**DO THIS**
Pull out every line of the material that contains the word "bare" and copy each one in full. Matches must agree in case.
>> START INFORMATION SUPPLIED
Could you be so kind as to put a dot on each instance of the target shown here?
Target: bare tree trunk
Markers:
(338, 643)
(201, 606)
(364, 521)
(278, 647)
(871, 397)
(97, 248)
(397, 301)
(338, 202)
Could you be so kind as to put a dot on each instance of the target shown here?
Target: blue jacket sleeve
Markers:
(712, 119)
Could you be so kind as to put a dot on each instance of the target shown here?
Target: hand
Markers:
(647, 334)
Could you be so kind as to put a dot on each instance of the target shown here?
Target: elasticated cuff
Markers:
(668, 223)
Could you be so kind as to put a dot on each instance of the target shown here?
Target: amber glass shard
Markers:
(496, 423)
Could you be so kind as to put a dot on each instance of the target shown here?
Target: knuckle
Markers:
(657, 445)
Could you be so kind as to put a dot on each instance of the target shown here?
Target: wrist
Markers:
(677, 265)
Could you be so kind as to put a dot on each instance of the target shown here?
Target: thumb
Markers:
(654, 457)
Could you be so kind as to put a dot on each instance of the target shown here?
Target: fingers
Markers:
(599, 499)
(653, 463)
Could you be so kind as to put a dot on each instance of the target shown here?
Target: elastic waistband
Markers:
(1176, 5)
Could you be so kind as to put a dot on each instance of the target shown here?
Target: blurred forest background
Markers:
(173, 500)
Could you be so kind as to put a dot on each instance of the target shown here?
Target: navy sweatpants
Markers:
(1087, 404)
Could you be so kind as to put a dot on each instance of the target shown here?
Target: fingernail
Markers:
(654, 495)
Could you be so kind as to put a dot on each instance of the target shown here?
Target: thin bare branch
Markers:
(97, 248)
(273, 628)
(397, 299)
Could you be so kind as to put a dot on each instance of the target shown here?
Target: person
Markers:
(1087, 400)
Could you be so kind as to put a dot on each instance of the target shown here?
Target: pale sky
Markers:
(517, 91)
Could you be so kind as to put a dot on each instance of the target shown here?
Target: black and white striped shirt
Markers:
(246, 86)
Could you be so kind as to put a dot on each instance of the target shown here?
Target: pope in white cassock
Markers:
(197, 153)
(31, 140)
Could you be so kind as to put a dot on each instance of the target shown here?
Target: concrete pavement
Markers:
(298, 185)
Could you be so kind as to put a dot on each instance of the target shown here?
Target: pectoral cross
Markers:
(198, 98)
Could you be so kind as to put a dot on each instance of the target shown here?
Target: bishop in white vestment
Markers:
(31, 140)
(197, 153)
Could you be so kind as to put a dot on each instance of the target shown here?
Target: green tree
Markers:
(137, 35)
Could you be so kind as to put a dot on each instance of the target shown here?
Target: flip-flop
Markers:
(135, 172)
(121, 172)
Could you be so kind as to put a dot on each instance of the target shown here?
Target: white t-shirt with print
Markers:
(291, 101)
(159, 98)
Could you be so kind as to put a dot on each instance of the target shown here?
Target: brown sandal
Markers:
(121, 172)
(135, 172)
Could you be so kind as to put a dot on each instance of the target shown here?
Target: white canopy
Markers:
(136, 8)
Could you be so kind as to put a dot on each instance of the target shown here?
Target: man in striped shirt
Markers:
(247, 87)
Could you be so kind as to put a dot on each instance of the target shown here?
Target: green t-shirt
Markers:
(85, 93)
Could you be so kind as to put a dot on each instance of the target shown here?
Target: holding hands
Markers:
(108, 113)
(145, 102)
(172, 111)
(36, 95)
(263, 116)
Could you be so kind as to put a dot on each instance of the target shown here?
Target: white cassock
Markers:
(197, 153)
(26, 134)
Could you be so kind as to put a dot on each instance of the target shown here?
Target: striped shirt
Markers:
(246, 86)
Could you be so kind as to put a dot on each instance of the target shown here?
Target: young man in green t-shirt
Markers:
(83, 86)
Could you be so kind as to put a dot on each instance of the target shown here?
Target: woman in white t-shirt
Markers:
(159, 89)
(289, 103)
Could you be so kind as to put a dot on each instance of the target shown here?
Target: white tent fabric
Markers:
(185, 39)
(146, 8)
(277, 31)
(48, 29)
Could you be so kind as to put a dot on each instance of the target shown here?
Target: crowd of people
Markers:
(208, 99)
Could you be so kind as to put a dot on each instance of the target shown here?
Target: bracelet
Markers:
>> END INFORMATION SUPPLIED
**RESULT OF THIS EXERCISE**
Target: bare tree trunk
Target: thin bare branch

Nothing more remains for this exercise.